* Source material *

^^^^^^^^

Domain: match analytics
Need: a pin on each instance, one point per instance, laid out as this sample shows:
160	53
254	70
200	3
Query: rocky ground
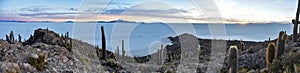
46	51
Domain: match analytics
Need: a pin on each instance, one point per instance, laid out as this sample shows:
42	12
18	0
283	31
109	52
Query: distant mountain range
120	21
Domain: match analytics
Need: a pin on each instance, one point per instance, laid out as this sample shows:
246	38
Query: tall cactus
170	56
123	50
161	54
7	38
281	43
103	43
233	59
20	38
296	22
117	53
12	37
158	56
271	53
242	46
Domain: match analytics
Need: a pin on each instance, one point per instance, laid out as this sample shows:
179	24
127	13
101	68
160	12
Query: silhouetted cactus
242	46
123	50
296	22
20	38
117	53
10	38
271	53
170	59
296	68
103	43
281	43
7	38
161	54
233	59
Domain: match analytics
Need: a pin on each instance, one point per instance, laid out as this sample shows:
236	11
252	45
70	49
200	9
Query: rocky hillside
46	51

^^^^^^^^

* Work to complete *
Please render the whole listing above as a JSON list of strings, one string per line, skipping blank lines and leaving out the pictures.

* Reply to the exercise *
[
  "Domain: match analytics",
  "Need: a pin on each instance, one point per instance, laid out as this sample shows:",
  "160\t53",
  "254\t70",
  "200\t3",
  "Query: rocky ground",
  "46\t51",
  "Domain: match analytics",
  "Need: a pin on each instance, one point per instance, laid out as this sample shows:",
  "42\t12",
  "18\t0",
  "283\t31",
  "109\t52",
  "Query: distant mountain range",
  "120\t21",
  "Domain: match analytics",
  "Need: a pin on each instance, one point per instance, laid out as this sample shows:",
  "246\t38",
  "Query: tall cactus",
  "170\t56",
  "123\t50",
  "161\t54",
  "7\t38",
  "281\t43",
  "103\t43",
  "233\t59",
  "20\t38",
  "296\t22",
  "117\t53",
  "12\t37",
  "158\t56",
  "271\t53",
  "242\t46",
  "Domain: match analytics",
  "Need: a pin on each instance, one point per instance, laid out as this sample shows:",
  "179\t24",
  "127\t13",
  "101\t68",
  "160\t12",
  "Query: silhouetted cactus",
  "242\t46",
  "123\t50",
  "296\t22",
  "20\t38",
  "117\t53",
  "10\t38",
  "271\t53",
  "170\t59",
  "296\t68",
  "103\t43",
  "281\t43",
  "7\t38",
  "161\t54",
  "233\t59",
  "Domain: match analytics",
  "Need: a pin on each instance, one point per instance, laid out as this sample shows:",
  "236\t11",
  "252\t45",
  "70\t49",
  "200\t9",
  "Query: rocky hillside",
  "46\t51"
]